Copy out everything in the material below from the line containing "Given the photograph below" down to the line containing "point(19, 207)", both of those lines included, and reproduce nothing else.

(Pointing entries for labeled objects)
⁂

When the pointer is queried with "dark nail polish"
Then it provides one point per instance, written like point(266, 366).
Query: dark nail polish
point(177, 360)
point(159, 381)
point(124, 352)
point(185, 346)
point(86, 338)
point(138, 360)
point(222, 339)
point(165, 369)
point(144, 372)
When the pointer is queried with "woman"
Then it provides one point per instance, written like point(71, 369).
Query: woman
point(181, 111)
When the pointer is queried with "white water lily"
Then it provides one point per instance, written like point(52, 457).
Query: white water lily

⁂

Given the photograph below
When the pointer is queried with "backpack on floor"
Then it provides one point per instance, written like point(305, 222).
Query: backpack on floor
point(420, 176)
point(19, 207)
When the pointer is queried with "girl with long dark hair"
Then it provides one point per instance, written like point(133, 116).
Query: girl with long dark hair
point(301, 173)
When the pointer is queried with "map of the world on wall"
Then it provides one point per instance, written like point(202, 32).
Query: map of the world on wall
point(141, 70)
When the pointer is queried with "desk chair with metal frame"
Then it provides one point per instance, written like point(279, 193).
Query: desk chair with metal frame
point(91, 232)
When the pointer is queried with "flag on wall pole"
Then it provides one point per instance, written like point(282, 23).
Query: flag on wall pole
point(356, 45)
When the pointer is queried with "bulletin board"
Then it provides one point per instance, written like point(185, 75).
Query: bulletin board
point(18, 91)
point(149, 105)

⁂

# Problem solution
Given the photograph below
When the pointer is queried with "backpack on floor"
Then it provides one point per instance, written like point(305, 222).
Query: backpack on floor
point(420, 176)
point(19, 207)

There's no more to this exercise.